§ **What is needed**: Exactly as it appears, restate the whole listing.
|---|
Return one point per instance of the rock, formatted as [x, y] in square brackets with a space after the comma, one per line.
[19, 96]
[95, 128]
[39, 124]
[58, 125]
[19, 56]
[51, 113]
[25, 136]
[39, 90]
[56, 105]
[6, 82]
|---|
§ **Answer for this exercise**:
Return one point per instance of the rock, formatted as [x, y] in square brackets with a space after the comma, one per line.
[19, 96]
[95, 128]
[39, 124]
[58, 125]
[19, 56]
[51, 113]
[25, 136]
[39, 90]
[56, 105]
[6, 82]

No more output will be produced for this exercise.